▸ **EXCERPTED PASSAGE**:
----
Robert Haney (June 8, 1809 – January 7, 1885) was an American politician and businessman.

Haney was born in Batavia, New York to a Dutch family, and attended the city's Boys' Academy. He worked as a hardware merchant from 1839 to 1850. In 1848, Haney went into partnership with John De Bow to open a store in Milwaukee, Wisconsin.  Haney remained in Batavia until a disastrous fire in February 1850 persuaded him to move permanently to Milwaukee with his family.

Haney operated a retail and wholesale hardware store in Milwaukee until the end of his life. He began in 1848 on the corner of present-day Wisconsin Avenue and Water Street, and moved in 1849 to present-day Plankinton Avenue. A fire again destroyed Haney's store on August 24, 1854, but he rebuilt and business recovered. In 1866, the Milwaukee Sentinel ranked him as one of the forty-eight most prosperous men in Milwaukee.
----
▸ **ENTRIES PROVIDED**:
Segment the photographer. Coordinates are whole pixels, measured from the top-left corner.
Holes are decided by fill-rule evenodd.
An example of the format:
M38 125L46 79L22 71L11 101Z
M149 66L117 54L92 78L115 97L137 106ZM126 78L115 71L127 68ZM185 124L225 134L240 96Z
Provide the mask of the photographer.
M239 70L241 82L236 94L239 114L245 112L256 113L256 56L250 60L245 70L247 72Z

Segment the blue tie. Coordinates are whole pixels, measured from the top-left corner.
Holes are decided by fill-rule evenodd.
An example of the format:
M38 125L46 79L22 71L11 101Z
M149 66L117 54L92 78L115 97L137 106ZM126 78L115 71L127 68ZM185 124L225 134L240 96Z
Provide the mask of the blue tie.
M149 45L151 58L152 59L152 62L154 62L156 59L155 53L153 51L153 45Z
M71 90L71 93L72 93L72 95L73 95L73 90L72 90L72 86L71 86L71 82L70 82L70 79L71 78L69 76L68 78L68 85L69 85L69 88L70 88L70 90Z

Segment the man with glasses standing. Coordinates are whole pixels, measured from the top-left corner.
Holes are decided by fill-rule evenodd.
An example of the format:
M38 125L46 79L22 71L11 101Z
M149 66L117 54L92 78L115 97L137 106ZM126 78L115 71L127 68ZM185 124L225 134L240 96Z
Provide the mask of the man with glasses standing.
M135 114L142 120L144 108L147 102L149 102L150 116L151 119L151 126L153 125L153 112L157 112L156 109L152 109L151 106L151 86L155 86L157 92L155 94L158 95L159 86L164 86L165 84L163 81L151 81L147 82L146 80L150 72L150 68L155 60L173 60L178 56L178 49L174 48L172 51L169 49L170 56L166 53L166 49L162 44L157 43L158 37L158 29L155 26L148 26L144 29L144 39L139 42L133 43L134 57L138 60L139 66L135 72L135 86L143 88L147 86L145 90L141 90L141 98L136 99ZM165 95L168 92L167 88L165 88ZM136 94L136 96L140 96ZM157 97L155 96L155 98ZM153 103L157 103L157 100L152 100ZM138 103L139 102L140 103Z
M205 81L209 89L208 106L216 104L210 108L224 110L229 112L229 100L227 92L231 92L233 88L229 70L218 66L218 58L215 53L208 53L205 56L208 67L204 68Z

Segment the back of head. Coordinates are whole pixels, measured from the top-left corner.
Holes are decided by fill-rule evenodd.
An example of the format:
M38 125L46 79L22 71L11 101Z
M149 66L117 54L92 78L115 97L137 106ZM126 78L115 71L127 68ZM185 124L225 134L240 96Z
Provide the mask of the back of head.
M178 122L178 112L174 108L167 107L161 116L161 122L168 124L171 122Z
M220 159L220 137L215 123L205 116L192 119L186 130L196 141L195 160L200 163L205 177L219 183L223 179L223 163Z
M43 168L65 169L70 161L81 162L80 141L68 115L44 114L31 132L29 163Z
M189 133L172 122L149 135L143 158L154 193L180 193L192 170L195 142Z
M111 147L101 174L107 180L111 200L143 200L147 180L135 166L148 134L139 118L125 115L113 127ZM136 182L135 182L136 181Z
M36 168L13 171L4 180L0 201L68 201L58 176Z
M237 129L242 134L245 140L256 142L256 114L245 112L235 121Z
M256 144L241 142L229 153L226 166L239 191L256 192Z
----
▸ **REQUESTS**:
**A)** In the Robert Haney biography, what event in February 1850 persuaded Haney to move permanently to Milwaukee?
**B)** Reproduce the Robert Haney biography from "Haney was born" up to and including "men in Milwaukee.".

▸ **COMPLETE ANSWERS**:
**A)** A disastrous fire

**B)**
Haney was born in Batavia, New York to a Dutch family, and attended the city's Boys' Academy. He worked as a hardware merchant from 1839 to 1850. In 1848, Haney went into partnership with John De Bow to open a store in Milwaukee, Wisconsin.  Haney remained in Batavia until a disastrous fire in February 1850 persuaded him to move permanently to Milwaukee with his family.

Haney operated a retail and wholesale hardware store in Milwaukee until the end of his life. He began in 1848 on the corner of present-day Wisconsin Avenue and Water Street, and moved in 1849 to present-day Plankinton Avenue. A fire again destroyed Haney's store on August 24, 1854, but he rebuilt and business recovered. In 1866, the Milwaukee Sentinel ranked him as one of the forty-eight most prosperous men in Milwaukee.